### SELECTED TEXT
<<<<

Dear Alice,
Perhaps you have not paid much attention to men's restrooms in Japan, but in the vast majority of public toilets the urinals and the men using them are completely visible to anyone passing by. Do you think this is done on purpose? Or is it just the result of bad design? Japanese are generally very discreet, so it's hard to understand why the heck they are so public about this one thing.
Mauricio M., Tokyo
Dear Mauricio, Believe me, this is something that's hard not to notice. I too have wondered about the open nature of answering the call of nature, so I was more than happy to take your question over to the Japan Toilet Association. Chairman Koo Ue gave me a gracious reception but confessed he couldn't quite understand why we were asking.
"Is this so surprising for foreigners?" he queried. "Can't you see into men's restrooms in other countries?"
I explained that where I come from urination is a private affair, and many men would hesitate to use a urinal if they knew people could see. Ah, but in Japan, feeling safe is more important than privacy, Ue countered.
"Public toilets have an open design because Japanese want to be able to see inside before entering," he explained, to make sure no one's lurking in the loo. And simple designs, without privacy walls, take up less space and are cheaper to construct. "I don't think it's a big deal for Japanese to be seen, as long as it's from behind and our faces aren't visible."

>>>>

### RECORDS SHOWN

<<<<

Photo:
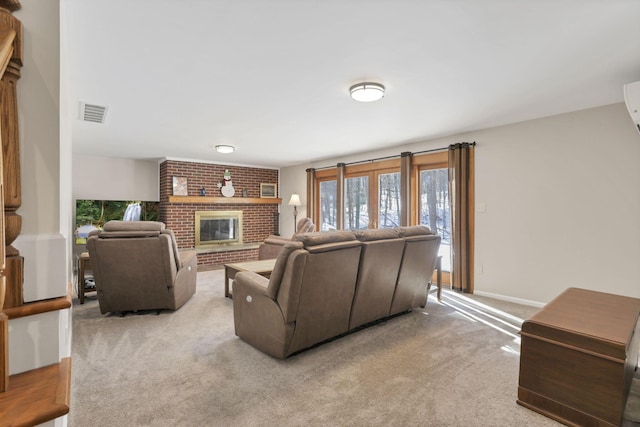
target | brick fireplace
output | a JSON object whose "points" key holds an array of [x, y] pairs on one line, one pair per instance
{"points": [[260, 215]]}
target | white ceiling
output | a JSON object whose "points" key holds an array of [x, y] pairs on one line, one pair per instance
{"points": [[272, 77]]}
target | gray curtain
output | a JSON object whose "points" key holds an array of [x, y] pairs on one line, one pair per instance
{"points": [[461, 204]]}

>>>>

### BRIEF 1
List every person named in the restroom column.
### BRIEF 2
Answer these from the restroom column, one line each:
(a) Where does Mauricio write from?
(b) What organization did the columnist take his question to?
(c) Besides taking up less space, what advantage does Ue give for simple designs without privacy walls?
### BRIEF 3
Extract the passage of the restroom column starting with "I explained that" and going on through "privacy, Ue countered.", word for word.

### TASK ANSWER 1
Alice
Mauricio M.
Koo Ue

### TASK ANSWER 2
(a) Tokyo
(b) The Japan Toilet Association
(c) They are cheaper to construct.

### TASK ANSWER 3
I explained that where I come from urination is a private affair, and many men would hesitate to use a urinal if they knew people could see. Ah, but in Japan, feeling safe is more important than privacy, Ue countered.